But it's all on a much smaller scale than in human society because we have markers for group membership: the way you dress, the way you talk. We have markers that you don't see in any other primates. The scale of our enterprise is very different in human society and so the intergroup processes are not exactly the same, but it's the same rules. You treat members of your own group very differently from members of the other group.
Mounk: Bonobos are sometimes held out to be the lovely species, the more peaceable and so on. Does the distinction between in-group and out-group work exactly the same way with just a little less severe consequences, or is the whole idea of bonobos as particularly peaceable sort of wrong to begin with?
de Waal: One interesting thing with bonobos is that the groups sometimes mingle. In chimpanzees, that's not a possibility. Chimpanzees have different degrees of hostility between the groups but never friendship or good relationships. In bonobos, the females are in charge. The females are dominant over the males, not individually but collectively. If the females decide that they want to meet other females of other groups, they're going to do that. The males may not be entirely happy with that and the males actually show some signs of territoriality. The females mingle with each other and share food sometimes and even adopt offspring of other females in other groups. It's interesting for us, as humans. If we contemplate our evolutionary history, people always focus on the chimpanzee. Anthropologists especially are very happy with the chimpanzee. They are male-dominated, they're violent, they have intergroup warfare going on—yes, anthropology is very happy with them, because anthropologists’ scenarios of human evolution are often based on humans being warriors, which is very male-oriented, and so the bonobo is often pushed to the side. The bonobo is too peaceful and too sexy for the taste of some anthropologists. I think the bonobo needs to be brought into every discussion. My last book is on the gender discussion. Bonobos need to be brought in. They are exactly equally close to us as the chimpanzee, but they have a very different sort of social organization and a very different kind of behavior. The bonobos show us that peaceful intergroup relationships are also possible. There is a tendency in anthropology to emphasize that humans stand out because we cooperate between groups. That's very special, they say. But, actually, that's something that the bonobos do too.

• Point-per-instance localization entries
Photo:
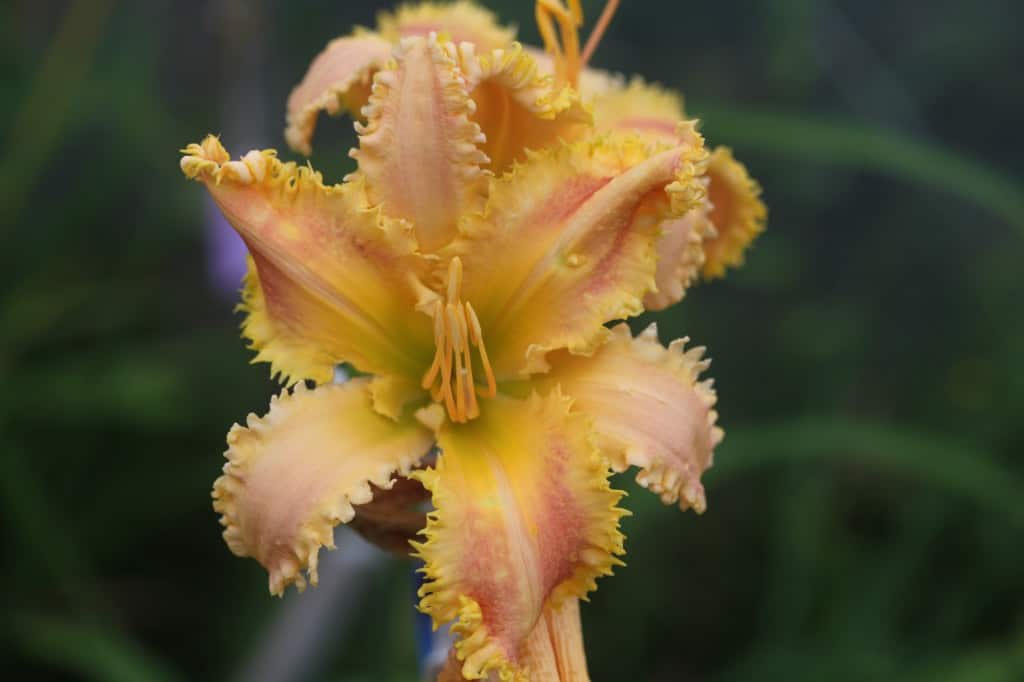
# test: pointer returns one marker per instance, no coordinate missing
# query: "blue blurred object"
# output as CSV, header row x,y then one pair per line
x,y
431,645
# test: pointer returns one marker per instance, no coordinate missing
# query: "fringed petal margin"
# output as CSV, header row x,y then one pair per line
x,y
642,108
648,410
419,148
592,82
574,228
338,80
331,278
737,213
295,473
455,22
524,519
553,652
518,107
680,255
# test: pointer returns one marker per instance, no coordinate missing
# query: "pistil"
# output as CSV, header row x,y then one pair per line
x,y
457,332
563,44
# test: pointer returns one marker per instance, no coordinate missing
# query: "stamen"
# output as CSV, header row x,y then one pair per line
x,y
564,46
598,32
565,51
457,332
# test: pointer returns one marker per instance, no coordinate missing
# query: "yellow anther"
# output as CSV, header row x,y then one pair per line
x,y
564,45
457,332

==

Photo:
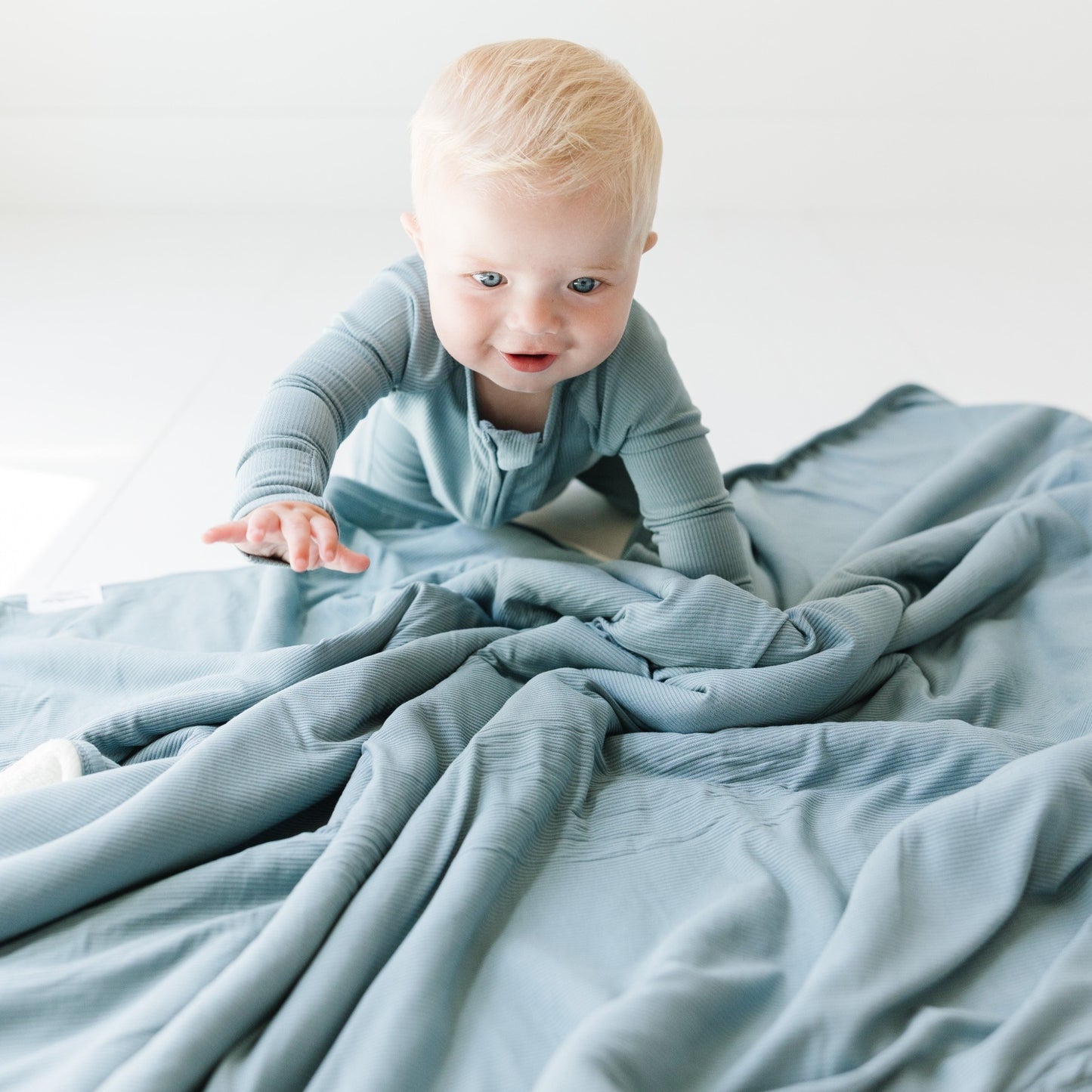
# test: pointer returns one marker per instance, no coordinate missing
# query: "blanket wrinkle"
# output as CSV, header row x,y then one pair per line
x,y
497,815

* * *

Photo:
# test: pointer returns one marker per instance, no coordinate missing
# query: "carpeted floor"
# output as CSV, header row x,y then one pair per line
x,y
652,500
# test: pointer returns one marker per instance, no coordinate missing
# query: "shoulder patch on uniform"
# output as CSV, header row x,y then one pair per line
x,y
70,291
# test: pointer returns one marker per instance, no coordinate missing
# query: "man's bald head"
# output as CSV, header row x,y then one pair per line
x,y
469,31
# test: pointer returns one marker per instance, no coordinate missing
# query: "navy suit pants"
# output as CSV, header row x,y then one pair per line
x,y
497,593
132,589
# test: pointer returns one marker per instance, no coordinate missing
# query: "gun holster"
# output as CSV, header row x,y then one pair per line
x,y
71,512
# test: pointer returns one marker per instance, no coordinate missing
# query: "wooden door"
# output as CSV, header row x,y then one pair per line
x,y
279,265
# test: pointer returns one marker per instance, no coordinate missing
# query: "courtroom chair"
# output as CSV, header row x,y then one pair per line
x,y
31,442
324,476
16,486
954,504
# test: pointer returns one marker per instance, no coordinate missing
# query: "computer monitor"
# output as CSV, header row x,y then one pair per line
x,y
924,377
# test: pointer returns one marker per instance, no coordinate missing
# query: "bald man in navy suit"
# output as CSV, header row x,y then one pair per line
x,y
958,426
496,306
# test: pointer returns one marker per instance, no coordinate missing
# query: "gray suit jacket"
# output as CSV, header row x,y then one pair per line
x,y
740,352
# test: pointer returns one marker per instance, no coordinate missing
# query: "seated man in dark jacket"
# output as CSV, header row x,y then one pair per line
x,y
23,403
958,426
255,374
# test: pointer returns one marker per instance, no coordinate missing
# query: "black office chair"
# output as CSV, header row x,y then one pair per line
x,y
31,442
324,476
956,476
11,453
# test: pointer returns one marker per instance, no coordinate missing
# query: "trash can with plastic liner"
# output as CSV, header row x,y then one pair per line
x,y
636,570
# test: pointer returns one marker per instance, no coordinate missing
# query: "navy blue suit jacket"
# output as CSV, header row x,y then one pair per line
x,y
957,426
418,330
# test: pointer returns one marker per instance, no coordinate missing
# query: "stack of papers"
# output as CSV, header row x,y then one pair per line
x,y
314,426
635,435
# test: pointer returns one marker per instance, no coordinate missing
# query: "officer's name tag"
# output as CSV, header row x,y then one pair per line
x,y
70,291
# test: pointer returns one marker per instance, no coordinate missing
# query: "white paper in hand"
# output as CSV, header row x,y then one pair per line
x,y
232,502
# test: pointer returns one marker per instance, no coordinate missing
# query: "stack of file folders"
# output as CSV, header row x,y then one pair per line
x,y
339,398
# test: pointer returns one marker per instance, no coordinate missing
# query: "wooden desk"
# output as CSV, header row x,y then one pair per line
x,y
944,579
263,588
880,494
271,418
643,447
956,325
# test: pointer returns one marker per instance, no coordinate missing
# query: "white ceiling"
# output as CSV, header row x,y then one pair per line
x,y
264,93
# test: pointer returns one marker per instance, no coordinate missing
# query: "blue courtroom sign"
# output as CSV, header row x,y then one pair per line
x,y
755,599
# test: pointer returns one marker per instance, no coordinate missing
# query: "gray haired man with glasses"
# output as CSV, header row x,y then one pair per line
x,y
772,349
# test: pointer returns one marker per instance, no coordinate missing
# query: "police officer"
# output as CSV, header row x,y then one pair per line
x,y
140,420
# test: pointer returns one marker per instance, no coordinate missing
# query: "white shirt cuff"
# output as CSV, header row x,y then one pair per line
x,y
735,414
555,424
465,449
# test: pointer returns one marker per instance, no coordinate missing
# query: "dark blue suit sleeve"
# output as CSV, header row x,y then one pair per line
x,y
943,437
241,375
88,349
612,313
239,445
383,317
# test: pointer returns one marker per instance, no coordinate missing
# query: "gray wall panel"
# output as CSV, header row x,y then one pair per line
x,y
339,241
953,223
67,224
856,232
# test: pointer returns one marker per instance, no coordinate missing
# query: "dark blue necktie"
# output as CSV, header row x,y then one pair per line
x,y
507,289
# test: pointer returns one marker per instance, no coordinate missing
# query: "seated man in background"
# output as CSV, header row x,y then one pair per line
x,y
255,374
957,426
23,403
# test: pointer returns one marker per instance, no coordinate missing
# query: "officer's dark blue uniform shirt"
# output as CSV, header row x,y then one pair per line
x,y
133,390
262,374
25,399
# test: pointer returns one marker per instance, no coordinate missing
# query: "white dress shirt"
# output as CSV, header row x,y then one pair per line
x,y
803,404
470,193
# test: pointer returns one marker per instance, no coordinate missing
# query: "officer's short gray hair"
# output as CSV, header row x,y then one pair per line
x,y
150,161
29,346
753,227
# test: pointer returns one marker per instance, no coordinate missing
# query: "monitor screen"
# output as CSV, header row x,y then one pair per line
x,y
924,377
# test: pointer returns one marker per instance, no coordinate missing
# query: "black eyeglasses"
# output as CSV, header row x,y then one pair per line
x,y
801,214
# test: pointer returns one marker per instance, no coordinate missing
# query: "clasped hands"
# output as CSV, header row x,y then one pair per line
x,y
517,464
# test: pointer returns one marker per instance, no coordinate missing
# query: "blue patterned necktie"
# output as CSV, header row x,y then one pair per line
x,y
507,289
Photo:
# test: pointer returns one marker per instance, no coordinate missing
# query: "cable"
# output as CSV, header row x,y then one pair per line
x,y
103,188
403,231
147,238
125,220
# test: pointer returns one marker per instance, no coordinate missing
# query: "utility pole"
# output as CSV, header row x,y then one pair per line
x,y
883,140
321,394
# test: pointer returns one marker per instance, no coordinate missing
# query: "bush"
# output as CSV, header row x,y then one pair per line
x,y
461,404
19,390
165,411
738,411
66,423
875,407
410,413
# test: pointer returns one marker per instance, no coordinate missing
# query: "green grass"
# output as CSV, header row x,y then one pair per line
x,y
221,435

• Prompt 1
Answer these questions about the interview excerpt.
(a) What two markers for group membership are named in the opening paragraph?
(b) In bonobos, which sex is in charge?
(c) How close to us are bonobos compared with the chimpanzee?
• Prompt 2
Copy out the part of the interview excerpt starting with "Mounk: Bonobos are" and going on through "to begin with?", substituting "gentle" for "lovely".

• Final answer 1
(a) The way you dress and the way you talk.
(b) The females.
(c) Exactly equally close.

• Final answer 2
Mounk: Bonobos are sometimes held out to be the gentle species, the more peaceable and so on. Does the distinction between in-group and out-group work exactly the same way with just a little less severe consequences, or is the whole idea of bonobos as particularly peaceable sort of wrong to begin with?